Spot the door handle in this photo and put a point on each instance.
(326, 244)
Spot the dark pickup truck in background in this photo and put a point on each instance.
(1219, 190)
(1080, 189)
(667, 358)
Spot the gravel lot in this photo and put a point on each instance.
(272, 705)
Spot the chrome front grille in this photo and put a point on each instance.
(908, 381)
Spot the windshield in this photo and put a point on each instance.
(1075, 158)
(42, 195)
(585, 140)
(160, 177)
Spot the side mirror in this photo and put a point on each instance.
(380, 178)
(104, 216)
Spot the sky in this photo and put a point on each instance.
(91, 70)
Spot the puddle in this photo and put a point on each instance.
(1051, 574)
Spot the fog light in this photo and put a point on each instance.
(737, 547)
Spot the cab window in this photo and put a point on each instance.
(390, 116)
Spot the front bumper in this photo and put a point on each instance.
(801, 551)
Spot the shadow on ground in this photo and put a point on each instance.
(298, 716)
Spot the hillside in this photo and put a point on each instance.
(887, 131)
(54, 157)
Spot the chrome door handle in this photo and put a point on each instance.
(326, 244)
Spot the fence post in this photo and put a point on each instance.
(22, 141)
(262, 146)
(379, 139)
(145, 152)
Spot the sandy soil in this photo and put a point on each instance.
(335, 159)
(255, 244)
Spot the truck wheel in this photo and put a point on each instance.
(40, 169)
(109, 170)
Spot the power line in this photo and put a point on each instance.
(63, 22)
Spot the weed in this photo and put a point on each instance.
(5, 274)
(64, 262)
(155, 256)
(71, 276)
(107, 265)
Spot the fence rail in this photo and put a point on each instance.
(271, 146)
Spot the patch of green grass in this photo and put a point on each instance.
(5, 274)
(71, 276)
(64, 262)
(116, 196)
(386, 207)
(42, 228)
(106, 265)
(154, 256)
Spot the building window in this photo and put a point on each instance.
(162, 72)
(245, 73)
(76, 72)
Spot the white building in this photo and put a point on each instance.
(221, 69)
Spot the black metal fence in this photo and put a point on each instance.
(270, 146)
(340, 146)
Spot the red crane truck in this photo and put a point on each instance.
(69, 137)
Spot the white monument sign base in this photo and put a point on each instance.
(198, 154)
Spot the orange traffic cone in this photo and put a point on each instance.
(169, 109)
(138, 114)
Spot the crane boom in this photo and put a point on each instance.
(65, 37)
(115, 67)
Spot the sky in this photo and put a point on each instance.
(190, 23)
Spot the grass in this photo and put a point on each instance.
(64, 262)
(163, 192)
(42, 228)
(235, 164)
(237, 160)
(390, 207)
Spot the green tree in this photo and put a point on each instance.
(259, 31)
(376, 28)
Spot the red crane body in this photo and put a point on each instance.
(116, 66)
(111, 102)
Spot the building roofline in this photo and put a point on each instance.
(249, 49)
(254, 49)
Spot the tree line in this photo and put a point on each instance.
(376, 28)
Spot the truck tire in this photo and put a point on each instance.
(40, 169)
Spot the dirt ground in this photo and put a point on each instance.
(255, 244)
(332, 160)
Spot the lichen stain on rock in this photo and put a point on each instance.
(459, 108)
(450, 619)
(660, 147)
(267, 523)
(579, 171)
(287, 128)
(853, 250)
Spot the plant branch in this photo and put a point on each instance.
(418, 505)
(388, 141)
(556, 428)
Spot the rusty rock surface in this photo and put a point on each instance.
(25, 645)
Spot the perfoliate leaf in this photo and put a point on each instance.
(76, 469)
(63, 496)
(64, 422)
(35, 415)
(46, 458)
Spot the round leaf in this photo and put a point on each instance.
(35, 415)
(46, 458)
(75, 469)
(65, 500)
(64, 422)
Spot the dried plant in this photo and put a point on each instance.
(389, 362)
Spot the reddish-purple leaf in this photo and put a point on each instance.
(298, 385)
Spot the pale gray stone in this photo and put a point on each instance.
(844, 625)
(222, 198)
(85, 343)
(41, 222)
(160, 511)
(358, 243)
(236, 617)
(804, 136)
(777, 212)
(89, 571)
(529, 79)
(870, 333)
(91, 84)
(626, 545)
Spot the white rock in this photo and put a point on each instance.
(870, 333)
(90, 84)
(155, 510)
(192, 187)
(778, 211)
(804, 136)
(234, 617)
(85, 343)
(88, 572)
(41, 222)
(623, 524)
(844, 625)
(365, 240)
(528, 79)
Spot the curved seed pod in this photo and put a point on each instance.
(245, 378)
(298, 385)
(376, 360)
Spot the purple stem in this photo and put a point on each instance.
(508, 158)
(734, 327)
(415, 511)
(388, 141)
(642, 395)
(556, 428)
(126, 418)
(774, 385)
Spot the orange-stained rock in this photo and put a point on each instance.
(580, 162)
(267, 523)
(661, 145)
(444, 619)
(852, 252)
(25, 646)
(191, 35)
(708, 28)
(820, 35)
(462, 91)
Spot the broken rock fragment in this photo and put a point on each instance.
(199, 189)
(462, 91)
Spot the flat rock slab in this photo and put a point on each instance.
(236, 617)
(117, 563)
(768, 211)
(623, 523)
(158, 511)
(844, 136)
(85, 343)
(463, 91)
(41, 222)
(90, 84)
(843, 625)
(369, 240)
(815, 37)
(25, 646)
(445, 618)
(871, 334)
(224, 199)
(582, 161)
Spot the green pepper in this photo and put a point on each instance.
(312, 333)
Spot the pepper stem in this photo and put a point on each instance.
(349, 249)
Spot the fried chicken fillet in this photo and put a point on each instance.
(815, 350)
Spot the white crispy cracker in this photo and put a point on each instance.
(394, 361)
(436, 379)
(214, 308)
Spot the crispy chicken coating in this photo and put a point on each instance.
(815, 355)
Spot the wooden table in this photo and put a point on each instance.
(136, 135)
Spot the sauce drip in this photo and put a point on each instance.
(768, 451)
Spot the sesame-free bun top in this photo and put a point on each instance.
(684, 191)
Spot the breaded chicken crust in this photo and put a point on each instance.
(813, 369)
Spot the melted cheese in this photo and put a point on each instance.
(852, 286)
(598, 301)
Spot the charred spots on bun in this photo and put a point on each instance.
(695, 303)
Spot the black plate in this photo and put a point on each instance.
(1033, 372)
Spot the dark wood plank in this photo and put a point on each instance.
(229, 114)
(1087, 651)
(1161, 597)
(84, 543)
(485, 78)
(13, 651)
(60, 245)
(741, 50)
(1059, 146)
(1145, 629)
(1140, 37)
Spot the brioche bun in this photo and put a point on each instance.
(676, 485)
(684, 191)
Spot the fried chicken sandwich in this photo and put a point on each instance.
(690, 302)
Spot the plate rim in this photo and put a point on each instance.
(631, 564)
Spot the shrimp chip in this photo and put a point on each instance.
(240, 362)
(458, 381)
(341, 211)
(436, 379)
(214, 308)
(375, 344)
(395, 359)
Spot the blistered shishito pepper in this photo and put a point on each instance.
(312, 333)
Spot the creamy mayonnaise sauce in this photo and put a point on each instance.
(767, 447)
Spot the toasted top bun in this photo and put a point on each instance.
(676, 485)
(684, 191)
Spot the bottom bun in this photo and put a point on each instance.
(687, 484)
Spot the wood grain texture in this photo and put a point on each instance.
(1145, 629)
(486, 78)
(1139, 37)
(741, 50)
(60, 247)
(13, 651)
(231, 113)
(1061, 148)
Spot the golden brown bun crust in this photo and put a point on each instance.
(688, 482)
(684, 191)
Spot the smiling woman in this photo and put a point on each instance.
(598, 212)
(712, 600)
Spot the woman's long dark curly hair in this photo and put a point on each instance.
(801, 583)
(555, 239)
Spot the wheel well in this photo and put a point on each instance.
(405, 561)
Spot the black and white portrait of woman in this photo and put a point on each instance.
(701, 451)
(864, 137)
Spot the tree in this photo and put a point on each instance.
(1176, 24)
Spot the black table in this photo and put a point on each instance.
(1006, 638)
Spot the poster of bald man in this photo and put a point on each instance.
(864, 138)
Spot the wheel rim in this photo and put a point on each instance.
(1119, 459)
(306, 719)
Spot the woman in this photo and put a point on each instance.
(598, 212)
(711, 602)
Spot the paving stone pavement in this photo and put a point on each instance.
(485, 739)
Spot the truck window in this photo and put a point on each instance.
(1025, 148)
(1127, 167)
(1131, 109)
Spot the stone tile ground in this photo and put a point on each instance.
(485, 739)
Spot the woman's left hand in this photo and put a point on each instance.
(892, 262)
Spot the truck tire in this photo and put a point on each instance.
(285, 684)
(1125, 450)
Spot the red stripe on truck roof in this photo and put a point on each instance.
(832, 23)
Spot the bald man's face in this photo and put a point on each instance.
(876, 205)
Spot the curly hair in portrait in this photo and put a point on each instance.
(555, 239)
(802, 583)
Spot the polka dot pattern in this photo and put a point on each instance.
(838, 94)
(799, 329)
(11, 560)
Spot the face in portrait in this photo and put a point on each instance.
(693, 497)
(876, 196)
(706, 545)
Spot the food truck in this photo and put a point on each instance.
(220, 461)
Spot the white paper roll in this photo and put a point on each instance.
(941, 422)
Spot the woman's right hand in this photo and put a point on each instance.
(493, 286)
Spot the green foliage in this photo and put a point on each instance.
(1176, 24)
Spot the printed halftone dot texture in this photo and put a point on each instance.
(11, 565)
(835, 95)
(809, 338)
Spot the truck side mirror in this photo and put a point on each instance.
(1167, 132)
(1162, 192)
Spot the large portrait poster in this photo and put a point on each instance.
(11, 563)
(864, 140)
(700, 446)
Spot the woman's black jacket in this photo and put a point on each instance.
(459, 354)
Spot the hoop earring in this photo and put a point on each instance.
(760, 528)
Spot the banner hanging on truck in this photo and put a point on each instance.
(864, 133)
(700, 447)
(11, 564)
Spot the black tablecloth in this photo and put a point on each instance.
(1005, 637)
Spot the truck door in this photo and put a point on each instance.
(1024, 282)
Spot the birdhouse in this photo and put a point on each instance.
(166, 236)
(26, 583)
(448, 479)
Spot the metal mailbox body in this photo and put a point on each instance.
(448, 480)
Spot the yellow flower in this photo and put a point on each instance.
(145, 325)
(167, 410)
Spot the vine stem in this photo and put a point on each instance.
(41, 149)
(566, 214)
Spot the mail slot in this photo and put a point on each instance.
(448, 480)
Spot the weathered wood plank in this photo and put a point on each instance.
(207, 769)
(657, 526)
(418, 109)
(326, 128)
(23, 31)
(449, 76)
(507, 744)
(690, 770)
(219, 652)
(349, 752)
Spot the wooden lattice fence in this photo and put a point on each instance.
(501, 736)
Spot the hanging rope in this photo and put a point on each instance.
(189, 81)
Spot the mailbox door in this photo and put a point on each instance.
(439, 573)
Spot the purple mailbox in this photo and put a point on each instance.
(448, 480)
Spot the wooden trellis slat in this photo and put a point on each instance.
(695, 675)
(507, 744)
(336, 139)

--------------------------------

**PROBLEM DESCRIPTION:** Set down exactly what runs from the line containing "Spot the mailbox" through the last line above, both lines included.

**FINISHED EXERCISE:**
Spot the mailbox door in this photo and put a point on each instance.
(439, 573)
Spot the purple mailbox in this photo and put a point on each instance.
(448, 480)
Spot the wooden trellis slat in this photo and put a point on each instance.
(695, 675)
(507, 744)
(336, 139)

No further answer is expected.